Write each line exactly, from the line that holds "In this practice step, locate the white shelf" through the final line of the material, and no other line.

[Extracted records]
◆ ◆ ◆ ◆
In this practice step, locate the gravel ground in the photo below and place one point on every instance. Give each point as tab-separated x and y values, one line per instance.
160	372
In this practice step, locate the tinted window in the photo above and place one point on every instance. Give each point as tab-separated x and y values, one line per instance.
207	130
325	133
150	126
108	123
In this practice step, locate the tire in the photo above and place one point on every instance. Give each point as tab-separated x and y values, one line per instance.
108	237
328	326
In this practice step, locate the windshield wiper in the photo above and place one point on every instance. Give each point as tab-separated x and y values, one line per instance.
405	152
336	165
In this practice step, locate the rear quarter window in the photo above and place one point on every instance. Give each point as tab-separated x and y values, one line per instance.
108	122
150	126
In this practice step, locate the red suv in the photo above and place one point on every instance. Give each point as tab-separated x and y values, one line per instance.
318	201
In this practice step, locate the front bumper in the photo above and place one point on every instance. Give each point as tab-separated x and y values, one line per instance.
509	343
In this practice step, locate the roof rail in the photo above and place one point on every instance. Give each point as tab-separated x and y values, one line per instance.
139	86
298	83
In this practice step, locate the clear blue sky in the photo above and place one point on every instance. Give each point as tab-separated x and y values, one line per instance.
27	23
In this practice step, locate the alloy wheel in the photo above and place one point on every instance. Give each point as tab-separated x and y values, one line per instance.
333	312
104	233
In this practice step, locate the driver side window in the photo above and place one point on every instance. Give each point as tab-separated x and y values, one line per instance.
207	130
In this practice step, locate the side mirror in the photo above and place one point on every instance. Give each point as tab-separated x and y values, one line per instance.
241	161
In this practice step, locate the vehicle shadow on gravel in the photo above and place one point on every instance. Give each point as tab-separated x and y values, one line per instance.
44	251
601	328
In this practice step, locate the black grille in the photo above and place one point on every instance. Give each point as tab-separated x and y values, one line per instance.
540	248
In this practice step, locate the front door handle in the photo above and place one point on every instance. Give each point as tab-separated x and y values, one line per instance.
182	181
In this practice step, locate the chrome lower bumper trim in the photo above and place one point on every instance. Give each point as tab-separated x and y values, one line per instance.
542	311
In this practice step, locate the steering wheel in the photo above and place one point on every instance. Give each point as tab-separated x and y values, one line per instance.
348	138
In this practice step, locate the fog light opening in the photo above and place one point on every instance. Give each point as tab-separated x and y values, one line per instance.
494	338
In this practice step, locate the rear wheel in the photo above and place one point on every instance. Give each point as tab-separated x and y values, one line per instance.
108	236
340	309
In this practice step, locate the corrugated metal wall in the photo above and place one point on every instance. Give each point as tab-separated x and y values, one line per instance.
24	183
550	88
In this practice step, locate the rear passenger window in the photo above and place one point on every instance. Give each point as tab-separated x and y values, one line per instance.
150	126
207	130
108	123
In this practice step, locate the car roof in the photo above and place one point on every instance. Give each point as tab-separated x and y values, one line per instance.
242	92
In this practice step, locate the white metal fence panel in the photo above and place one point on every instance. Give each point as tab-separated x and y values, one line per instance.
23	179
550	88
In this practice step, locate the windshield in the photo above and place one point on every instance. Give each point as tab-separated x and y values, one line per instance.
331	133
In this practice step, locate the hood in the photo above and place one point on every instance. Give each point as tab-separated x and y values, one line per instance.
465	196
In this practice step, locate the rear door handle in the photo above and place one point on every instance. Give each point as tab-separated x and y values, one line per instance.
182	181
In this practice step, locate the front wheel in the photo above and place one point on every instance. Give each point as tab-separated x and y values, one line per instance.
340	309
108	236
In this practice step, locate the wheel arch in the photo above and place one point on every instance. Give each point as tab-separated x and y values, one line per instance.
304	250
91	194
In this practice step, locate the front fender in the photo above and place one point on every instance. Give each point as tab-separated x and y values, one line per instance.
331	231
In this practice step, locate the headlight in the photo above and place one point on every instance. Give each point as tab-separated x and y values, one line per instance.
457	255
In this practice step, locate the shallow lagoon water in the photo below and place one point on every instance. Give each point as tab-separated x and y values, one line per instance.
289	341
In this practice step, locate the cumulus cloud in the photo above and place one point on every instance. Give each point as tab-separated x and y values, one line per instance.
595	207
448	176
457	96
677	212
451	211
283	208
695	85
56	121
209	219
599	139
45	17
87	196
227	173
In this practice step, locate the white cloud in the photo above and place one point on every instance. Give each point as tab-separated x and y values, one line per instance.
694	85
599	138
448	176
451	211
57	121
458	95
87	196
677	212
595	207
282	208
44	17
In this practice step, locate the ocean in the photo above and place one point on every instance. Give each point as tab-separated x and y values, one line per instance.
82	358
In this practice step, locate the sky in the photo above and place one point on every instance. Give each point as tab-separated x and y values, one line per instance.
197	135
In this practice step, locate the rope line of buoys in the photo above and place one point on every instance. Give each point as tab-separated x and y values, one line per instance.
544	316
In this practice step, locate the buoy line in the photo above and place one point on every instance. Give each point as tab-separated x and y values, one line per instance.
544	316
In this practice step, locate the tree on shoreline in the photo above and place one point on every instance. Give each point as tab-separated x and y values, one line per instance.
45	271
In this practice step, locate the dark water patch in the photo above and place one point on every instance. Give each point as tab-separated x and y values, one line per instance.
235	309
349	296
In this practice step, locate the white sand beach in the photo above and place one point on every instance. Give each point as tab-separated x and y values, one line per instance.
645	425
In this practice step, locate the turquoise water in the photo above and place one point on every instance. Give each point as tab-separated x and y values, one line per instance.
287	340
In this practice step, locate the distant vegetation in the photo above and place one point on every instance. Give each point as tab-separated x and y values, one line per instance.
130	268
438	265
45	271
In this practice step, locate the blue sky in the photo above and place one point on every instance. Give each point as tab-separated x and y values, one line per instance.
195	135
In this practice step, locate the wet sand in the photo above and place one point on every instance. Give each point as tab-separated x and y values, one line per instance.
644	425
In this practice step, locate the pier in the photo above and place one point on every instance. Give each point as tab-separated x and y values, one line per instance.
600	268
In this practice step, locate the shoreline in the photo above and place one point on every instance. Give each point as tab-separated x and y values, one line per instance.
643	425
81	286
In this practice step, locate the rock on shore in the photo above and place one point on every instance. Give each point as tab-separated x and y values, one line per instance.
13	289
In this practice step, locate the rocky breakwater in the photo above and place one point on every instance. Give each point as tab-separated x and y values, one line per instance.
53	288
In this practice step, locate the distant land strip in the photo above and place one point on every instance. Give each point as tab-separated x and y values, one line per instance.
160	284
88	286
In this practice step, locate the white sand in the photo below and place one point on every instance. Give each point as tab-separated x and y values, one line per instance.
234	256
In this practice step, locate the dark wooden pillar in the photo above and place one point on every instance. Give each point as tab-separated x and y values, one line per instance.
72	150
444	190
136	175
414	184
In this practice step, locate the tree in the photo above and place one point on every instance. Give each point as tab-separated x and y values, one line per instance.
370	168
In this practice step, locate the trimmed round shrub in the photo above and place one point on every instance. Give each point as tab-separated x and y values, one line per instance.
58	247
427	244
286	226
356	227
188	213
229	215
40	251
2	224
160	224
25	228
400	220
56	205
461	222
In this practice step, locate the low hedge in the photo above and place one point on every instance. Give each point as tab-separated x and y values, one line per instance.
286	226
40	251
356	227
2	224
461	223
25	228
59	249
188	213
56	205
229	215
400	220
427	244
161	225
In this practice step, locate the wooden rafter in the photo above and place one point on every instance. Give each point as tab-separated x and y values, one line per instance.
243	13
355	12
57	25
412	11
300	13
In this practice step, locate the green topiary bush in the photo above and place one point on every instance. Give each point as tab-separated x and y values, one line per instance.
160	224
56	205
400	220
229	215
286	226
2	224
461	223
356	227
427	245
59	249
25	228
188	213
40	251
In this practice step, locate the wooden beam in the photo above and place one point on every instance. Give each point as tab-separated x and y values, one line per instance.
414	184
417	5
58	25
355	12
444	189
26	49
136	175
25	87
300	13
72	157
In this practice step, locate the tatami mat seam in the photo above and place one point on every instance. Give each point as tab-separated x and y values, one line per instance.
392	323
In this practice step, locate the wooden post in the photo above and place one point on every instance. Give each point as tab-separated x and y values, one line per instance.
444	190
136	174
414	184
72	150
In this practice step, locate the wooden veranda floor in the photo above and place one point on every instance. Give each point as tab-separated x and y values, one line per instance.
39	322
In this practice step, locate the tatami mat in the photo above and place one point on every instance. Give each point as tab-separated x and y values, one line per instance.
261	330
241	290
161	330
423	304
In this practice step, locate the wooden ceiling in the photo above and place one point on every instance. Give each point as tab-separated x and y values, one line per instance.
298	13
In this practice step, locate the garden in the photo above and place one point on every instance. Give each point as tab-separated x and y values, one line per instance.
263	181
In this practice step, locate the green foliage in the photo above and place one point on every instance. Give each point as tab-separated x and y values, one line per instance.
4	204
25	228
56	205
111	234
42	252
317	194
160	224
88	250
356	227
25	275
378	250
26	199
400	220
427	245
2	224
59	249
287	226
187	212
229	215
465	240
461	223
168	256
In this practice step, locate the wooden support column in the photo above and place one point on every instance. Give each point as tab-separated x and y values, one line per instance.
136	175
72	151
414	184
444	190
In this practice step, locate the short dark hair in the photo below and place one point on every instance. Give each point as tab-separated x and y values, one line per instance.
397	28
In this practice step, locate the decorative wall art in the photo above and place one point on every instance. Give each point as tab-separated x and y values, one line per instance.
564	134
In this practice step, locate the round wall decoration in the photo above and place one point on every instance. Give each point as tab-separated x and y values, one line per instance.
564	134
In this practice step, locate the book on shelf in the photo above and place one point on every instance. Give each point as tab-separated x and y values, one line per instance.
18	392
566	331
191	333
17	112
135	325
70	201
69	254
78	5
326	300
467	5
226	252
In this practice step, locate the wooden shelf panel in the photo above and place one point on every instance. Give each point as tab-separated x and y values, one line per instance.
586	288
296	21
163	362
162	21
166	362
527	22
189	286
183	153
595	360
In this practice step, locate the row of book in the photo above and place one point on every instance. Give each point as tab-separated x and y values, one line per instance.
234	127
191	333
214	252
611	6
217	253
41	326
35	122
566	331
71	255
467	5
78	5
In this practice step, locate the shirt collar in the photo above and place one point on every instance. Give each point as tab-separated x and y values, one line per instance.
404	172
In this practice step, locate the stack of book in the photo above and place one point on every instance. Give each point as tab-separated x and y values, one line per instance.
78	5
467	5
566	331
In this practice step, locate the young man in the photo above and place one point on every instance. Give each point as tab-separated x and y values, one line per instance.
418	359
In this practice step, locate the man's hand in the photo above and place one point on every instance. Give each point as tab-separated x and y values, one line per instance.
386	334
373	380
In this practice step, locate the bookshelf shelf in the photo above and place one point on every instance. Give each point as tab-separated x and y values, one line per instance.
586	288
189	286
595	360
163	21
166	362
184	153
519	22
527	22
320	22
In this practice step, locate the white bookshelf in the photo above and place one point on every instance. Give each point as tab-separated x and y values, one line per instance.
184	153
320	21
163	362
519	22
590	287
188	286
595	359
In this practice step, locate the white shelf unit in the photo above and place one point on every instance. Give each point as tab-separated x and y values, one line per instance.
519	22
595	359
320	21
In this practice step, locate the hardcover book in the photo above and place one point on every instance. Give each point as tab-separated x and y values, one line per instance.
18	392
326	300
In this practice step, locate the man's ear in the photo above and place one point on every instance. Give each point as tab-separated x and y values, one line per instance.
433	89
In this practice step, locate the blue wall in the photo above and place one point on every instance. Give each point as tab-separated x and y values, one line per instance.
◆ ◆ ◆ ◆
### EXERCISE OUTPUT:
In this practice step, locate the white shelf unit in the photo above and place one point on every instance. Give each point as tab-separated x and y values, one line per instance.
519	22
595	359
320	21
In this practice step, locate the hardcover book in the photo above and place one point on every instance. Give each point as tab-separated x and y values, one line per instance.
18	392
326	300
In this practice step, locate the man's ear in the photo above and place one point on every instance. Give each point as tab-separated x and y values, one line per instance.
433	89
In this practice step, locate the blue wall in the photo above and place one point on every instance. Give each point as tab-separated x and y values, one line per instance.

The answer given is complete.